■ PROVIDED TEXT

=== Begin Enclosure ===

A farmer holds a Greek flag in front of the Greek Parliament during the protest against the government's tax and social security reforms on February 14, 2017 in Athens.
Nicolas Koutsokostas | Corbis | Getty Images
A farmer holds a Greek flag in front of the Greek Parliament during the protest against the government's tax and social security reforms on February 14, 2017 in Athens.

Greek authorities have intercepted eight suspect packages on Monday that targeted several European officials.

This is the third incident in the space of a week involving Greece and people involved in the bailout talks.

"Eight suspect packages which listed as recipients persons in European countries were located and confiscated today," Greek police said in a text message to journalists, Reuters reported.

A security source told Reuters they were "addressed to officials at economic institutions and companies" at various European countries but would not be more specific.

According to the Financial Times, Jeroen Dijsselbloem, the head of the Eurogroup; Pierre Moscovici, the EU's commissioner for financial affairs, and members of the European Central Bank were among those targeted.

=== End Enclosure ===

■ ENTRIES SUPPLIED
=== Begin Enclosure ===

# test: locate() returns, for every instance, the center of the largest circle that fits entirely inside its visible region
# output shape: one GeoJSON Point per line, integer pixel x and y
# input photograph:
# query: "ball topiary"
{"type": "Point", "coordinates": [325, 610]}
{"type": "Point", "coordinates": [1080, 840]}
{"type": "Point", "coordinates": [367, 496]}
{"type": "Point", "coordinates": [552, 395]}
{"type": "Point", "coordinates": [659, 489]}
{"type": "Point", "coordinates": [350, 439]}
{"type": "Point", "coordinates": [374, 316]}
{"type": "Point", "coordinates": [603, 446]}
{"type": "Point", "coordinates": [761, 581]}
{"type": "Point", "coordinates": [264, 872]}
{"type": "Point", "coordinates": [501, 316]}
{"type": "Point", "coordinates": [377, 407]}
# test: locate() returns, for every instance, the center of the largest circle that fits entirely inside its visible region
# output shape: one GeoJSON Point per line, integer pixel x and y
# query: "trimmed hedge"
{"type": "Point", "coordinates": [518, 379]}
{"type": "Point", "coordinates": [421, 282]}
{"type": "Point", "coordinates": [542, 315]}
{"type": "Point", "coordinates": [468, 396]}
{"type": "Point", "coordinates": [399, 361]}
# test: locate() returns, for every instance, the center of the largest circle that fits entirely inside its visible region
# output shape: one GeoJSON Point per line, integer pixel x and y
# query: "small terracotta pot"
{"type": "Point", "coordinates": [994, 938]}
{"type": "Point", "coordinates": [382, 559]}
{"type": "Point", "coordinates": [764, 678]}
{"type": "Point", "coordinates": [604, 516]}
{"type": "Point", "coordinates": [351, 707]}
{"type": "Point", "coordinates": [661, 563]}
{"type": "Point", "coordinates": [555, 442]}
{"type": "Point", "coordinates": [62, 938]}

=== End Enclosure ===

■ ACTIVITIES
1) Transcribe the passage of the report on the suspect packages that opens with the words containing "Nicolas Koutsokostas |" and closes with "journalists, Reuters reported.".
2) Pick up the report on the suspect packages after its final sentence and continue writing it.
The records have no connection to the report on the suspect packages.

■ PER-TASK ANSWERS
1)
Nicolas Koutsokostas | Corbis | Getty Images
A farmer holds a Greek flag in front of the Greek Parliament during the protest against the government's tax and social security reforms on February 14, 2017 in Athens.

Greek authorities have intercepted eight suspect packages on Monday that targeted several European officials.

This is the third incident in the space of a week involving Greece and people involved in the bailout talks.

"Eight suspect packages which listed as recipients persons in European countries were located and confiscated today," Greek police said in a text message to journalists, Reuters reported.

2)
The European Commission declined to comment and referred the issue to the relevant authorities.

Last week, the Greek militant group Conspiracy of Fire Cells claimed responsibility for a parcel bomb mailed to the German finance minister.

The International Monetary Fund also received a letter bomb last Thursday, which injured one person at its Paris headquarters. French authorities are still investigating the incident.

An official within the Greek government, who asked to remain anonymous, told CNBC on Tuesday that he didn't see these incidents as a "big problem." He added that the explosives "were in the category of fireworks."

Greece has been under financial assistance since 2010. It is currently on a third bailout program totaling 86 billion euros ($92 billion).